#### Exercise details:
Your task is to copy every line of this material exactly.

#### Dataset:
=======
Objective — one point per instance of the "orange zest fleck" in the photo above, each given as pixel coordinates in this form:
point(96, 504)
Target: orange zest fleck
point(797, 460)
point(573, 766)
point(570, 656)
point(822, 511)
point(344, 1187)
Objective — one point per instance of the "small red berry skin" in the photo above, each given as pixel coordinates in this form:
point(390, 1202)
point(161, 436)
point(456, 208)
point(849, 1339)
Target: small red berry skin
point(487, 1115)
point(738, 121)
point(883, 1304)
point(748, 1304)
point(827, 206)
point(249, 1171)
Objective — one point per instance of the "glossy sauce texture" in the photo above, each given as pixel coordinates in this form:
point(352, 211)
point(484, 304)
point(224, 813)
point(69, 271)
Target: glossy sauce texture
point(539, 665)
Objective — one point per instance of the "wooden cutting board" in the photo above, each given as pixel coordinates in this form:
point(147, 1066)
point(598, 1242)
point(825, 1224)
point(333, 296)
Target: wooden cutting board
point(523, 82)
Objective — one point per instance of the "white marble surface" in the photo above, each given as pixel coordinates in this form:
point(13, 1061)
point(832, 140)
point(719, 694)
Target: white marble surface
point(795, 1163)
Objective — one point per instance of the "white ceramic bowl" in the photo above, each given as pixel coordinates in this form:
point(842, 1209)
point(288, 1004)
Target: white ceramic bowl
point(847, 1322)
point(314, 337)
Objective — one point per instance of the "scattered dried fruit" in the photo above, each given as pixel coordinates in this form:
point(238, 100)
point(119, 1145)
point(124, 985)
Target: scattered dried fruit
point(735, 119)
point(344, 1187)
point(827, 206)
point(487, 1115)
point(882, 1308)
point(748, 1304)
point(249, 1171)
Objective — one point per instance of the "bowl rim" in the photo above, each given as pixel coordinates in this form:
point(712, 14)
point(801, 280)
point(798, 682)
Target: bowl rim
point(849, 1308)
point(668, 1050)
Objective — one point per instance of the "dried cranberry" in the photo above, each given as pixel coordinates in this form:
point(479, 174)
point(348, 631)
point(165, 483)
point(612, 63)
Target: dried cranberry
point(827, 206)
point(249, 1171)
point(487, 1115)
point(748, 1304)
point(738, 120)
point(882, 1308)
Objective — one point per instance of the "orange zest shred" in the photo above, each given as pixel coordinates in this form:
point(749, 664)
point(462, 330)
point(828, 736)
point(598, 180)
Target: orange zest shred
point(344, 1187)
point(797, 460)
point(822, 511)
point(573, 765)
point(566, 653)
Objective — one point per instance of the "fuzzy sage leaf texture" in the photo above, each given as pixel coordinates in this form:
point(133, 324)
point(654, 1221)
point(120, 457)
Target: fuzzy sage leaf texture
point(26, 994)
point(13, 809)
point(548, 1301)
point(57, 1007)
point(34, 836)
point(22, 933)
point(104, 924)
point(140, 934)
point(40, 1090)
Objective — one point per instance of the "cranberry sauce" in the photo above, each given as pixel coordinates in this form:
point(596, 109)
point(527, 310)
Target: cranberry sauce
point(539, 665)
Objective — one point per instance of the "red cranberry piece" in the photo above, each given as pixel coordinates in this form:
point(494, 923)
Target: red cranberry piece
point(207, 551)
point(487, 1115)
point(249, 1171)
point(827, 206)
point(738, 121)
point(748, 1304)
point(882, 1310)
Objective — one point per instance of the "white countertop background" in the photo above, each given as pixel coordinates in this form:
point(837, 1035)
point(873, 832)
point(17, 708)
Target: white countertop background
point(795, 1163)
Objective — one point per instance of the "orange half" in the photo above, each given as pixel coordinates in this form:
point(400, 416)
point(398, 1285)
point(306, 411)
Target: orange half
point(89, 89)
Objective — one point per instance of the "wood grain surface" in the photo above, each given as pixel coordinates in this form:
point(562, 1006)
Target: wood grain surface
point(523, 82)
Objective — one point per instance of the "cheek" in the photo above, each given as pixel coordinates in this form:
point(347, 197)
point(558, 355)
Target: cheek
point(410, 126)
=======
#### Reply to the exercise:
Objective — one point per instance of the "orange zest fleck" in the photo above, each given as pixel coordinates in this form:
point(96, 504)
Target: orange zest fleck
point(797, 460)
point(573, 766)
point(570, 656)
point(822, 511)
point(344, 1187)
Objective — one point per instance of the "small red berry skin" in the photo above, each given as pixel coordinates in this form:
point(390, 1202)
point(161, 436)
point(456, 208)
point(849, 1339)
Target: small red berry skin
point(487, 1115)
point(738, 121)
point(883, 1304)
point(748, 1304)
point(827, 206)
point(249, 1171)
Objective — one point per instance of the "glossy sauce texture" in the photo above, each given as pixel coordinates in this form:
point(352, 211)
point(484, 304)
point(224, 813)
point(69, 271)
Target: glossy sauce texture
point(539, 665)
Objective — one point per instance of the "wooden cutting board" in the photo above, each given as pixel coordinates in this form:
point(147, 1066)
point(598, 1242)
point(825, 1224)
point(333, 296)
Target: wooden cutting board
point(523, 82)
Objective — one point per instance of the "white marble surface" in the photo above, each given as pixel coordinates in this form:
point(13, 1061)
point(832, 140)
point(719, 694)
Target: white marble surface
point(795, 1163)
Objective — one point per instance of the "white ceramic bowl" in the photo above, each given as pixel coordinates in this form:
point(842, 1209)
point(288, 1004)
Target: white ceramic bowl
point(847, 1322)
point(314, 337)
Objective — one point per instance of the "scattered dried fruit" in the photo above, each given as pixel coordinates in this form:
point(238, 100)
point(119, 1145)
point(124, 985)
Target: scattered dried fruit
point(735, 119)
point(344, 1187)
point(827, 206)
point(487, 1115)
point(882, 1308)
point(748, 1304)
point(249, 1171)
Objective — one point per instance of the "bowl rim" in the photo above, each given as pixel coordinates in this form:
point(712, 14)
point(801, 280)
point(798, 682)
Target: bowl rim
point(849, 1308)
point(668, 1050)
Objective — one point per instance of the "dried cranberry" in the photo above, each given as pixel coordinates in this form:
point(479, 174)
point(348, 631)
point(165, 483)
point(612, 63)
Target: dried cranberry
point(827, 206)
point(249, 1171)
point(487, 1115)
point(748, 1304)
point(738, 120)
point(882, 1308)
Objective — one point per instance of the "orange zest shred" in the photo above, each given as pixel coordinates in this form:
point(749, 664)
point(462, 330)
point(828, 736)
point(598, 180)
Target: orange zest shred
point(344, 1187)
point(797, 460)
point(822, 511)
point(573, 765)
point(566, 653)
Objective — one point per instance of the "fuzzy sage leaf texture" in the photo above, each given as pixel coordinates in this form:
point(133, 324)
point(654, 1221)
point(120, 457)
Target: fuzzy sage leaf texture
point(26, 994)
point(13, 809)
point(548, 1301)
point(57, 1007)
point(34, 836)
point(22, 933)
point(104, 924)
point(140, 934)
point(40, 1090)
Objective — one point per instance of the "cranberry sauce" in the photo above, each given as pixel coordinates in this form:
point(596, 109)
point(527, 310)
Target: cranberry sauce
point(539, 665)
Objective — one point per instance of the "red cranberry piece" in the photo above, each given as pixel coordinates in this form:
point(494, 923)
Target: red cranberry piece
point(207, 551)
point(487, 1115)
point(249, 1171)
point(827, 206)
point(738, 121)
point(748, 1304)
point(882, 1310)
Objective — one point per instance of the "white countertop background" in the photo above, each given as pixel coordinates in this form:
point(837, 1035)
point(873, 832)
point(17, 708)
Target: white countertop background
point(795, 1163)
Objective — one point per instance of the "orange half" in the photo above, each given as pixel coordinates in this form:
point(400, 416)
point(398, 1285)
point(306, 411)
Target: orange half
point(89, 89)
Objective — one point per instance of the "wood grain surface" in the photo above, each given as pixel coordinates in this form:
point(562, 1006)
Target: wood grain surface
point(523, 82)
Objective — one point per instance of the "cheek" in the photo above, each given as pixel coordinates in this form:
point(347, 197)
point(558, 355)
Target: cheek
point(410, 126)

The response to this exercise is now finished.